## ПИСЬМЕННОЕ ЗАДАНИЕ 1:
Кто режиссер спектакля, о котором рассказывает приведенный отрывок?
## ПИСЬМЕННОЕ ЗАДАНИЕ 2:
Найдите в строках ниже все, где встречается слово «handle», и перепишите каждую такую строку. Регистр букв учитывается.

А. Пушкин. «Моцарт и Сальери. Реквием». Школа драматического искусства.
Режиссер Анатолий Васильев
Не один год собирался этот венок, вертоград многоцветный во славу Святого Духа. Цветок к цветку, ценой множества жертв, невиданных и порой опасных дерзаний слагался театр, который, казалось, невоскресим в опыте современного европейского сознания. Этот театр все еще живет на Востоке, имея свою вершину в японском средневековом театре Но, но в Европе ему трудно найти подобие. Роберт Уилсон — восторженный почитатель японского театра, Ариана Мнушкина — изощренный и тончайший знаток восточных ритуалов, Питер Брук — последний гуру европейской сцены — используют дары Востока в совершенно ином контексте. Васильев внимателен не столько к форме, сколько к самой интенции восточного (читай, священного) театра. «Моцарт и Сальери», возможно, венчает многолетнее приключение огромной духовной интенсивности и дерзания, имеющее своей конечной целью создание мистерии — таинства посвящения Богу, стояние перед лицом Его. Рыцарь бедный, с некоторых пор Васильев заворожен одним виденьем — сияющим, визионерским театром духовных субстанций:
«На место актера, который с собой и с другими борется, я поставил того, который играет. Тогда стал много работать в театре композиции. И был очень счастлив, потому что мои работы стали светлыми. И был счастлив, потому что в финале у меня всегда имя Бога» (выступление в Сан-Пауло, 1996 г., опубликовано в «Искусстве кино», 1999, № 6).

## ПРЕДОСТАВЛЕННЫЕ СТРОКИ:
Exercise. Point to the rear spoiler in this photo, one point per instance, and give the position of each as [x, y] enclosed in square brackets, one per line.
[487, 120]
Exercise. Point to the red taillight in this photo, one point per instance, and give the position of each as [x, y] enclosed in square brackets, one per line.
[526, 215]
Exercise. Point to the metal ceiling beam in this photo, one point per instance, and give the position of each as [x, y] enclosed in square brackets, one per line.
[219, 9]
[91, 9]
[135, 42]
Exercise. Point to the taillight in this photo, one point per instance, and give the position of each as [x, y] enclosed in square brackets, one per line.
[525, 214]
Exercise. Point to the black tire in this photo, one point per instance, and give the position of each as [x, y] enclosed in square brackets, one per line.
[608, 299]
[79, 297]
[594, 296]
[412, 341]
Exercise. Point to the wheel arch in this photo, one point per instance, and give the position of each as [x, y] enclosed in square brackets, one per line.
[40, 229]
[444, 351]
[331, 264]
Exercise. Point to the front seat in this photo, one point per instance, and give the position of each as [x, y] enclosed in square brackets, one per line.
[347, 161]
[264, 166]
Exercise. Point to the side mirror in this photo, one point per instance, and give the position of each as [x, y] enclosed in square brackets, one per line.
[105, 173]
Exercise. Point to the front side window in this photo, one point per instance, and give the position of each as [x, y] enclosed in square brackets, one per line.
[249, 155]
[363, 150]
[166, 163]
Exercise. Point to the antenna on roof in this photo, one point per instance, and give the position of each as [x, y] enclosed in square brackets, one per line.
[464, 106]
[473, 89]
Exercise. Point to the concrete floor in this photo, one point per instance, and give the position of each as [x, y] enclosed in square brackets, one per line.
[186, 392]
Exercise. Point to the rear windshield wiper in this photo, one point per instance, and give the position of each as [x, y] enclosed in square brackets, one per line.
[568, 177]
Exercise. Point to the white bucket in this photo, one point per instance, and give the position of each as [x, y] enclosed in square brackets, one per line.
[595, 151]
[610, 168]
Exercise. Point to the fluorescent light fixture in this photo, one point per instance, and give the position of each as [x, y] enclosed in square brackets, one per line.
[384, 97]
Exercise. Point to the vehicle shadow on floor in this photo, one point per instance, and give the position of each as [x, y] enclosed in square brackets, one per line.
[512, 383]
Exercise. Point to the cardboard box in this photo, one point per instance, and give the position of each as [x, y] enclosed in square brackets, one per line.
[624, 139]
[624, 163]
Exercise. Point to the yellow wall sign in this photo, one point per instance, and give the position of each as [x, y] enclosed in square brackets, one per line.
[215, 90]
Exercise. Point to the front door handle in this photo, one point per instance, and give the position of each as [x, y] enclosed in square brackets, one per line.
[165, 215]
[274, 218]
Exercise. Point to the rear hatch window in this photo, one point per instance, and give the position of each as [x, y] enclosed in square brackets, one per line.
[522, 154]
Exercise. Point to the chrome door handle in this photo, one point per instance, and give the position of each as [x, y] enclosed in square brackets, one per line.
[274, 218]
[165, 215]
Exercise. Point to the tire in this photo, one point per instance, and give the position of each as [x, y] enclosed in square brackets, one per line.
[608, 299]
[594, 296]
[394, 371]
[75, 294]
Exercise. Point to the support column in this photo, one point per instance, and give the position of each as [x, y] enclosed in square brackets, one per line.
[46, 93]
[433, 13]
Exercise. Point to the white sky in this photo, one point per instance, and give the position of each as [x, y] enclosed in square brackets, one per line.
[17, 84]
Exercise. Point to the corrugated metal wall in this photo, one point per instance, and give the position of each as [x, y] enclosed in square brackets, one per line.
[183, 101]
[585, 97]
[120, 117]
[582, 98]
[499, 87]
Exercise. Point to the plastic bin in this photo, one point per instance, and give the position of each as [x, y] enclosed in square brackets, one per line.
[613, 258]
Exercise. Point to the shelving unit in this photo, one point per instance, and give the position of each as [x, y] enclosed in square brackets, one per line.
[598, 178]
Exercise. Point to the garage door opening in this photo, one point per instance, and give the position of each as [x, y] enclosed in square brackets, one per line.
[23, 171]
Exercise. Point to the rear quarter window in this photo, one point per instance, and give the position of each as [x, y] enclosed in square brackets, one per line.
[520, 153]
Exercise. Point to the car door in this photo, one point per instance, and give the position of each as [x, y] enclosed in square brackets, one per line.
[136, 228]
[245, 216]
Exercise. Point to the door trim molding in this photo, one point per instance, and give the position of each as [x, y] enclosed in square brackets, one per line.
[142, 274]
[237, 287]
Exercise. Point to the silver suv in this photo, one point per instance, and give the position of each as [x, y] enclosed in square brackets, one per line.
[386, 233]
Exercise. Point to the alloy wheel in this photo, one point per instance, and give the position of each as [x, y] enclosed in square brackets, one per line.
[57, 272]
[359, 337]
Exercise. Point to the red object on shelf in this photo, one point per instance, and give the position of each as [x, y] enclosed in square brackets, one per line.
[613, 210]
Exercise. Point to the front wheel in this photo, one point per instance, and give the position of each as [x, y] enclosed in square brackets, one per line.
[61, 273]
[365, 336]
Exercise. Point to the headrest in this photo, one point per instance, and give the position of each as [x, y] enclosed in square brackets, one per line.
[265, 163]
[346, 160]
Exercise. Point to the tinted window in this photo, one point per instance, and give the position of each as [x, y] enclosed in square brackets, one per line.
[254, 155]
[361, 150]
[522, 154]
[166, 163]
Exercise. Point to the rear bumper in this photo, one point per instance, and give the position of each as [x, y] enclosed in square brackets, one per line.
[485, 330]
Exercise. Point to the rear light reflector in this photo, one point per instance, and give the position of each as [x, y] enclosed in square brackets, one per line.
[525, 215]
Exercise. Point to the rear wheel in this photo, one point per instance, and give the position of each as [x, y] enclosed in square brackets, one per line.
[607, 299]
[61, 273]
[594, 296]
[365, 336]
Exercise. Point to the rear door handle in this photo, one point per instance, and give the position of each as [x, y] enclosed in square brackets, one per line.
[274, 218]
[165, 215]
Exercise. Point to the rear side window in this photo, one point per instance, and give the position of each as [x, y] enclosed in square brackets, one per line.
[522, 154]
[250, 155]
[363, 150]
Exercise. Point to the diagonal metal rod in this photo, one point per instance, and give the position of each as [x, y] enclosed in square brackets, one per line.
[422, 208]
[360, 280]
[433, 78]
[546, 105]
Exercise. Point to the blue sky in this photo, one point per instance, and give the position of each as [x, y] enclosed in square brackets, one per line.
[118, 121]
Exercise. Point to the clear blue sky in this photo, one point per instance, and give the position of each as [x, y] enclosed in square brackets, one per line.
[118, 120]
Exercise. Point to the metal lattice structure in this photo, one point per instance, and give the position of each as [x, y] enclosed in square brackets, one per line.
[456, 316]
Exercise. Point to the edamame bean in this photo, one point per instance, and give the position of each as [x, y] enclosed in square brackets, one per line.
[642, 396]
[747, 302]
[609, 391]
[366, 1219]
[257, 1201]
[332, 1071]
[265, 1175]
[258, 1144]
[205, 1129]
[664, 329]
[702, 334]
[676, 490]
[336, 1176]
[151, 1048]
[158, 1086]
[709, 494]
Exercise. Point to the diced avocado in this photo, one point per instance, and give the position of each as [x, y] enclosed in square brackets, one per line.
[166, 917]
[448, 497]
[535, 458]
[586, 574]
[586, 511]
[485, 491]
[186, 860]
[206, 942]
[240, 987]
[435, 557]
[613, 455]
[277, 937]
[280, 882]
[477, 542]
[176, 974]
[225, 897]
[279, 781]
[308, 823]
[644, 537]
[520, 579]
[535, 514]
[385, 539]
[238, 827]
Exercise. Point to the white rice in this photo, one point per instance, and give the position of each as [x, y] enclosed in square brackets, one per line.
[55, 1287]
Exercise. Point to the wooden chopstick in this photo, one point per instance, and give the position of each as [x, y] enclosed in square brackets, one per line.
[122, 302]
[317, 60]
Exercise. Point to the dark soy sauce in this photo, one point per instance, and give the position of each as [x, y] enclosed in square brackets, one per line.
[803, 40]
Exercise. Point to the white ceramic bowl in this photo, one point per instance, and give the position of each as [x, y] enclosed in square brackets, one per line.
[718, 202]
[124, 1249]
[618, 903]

## ПОЛНЫЙ ОТВЕТ 1:
Анатолий Васильев.

## ПОЛНЫЙ ОТВЕТ 2:
Exercise. Point to the front door handle in this photo, one point per instance, and give the position of each as [x, y] enclosed in square brackets, one per line.
Exercise. Point to the chrome door handle in this photo, one point per instance, and give the position of each as [x, y] enclosed in square brackets, one per line.
Exercise. Point to the rear door handle in this photo, one point per instance, and give the position of each as [x, y] enclosed in square brackets, one per line.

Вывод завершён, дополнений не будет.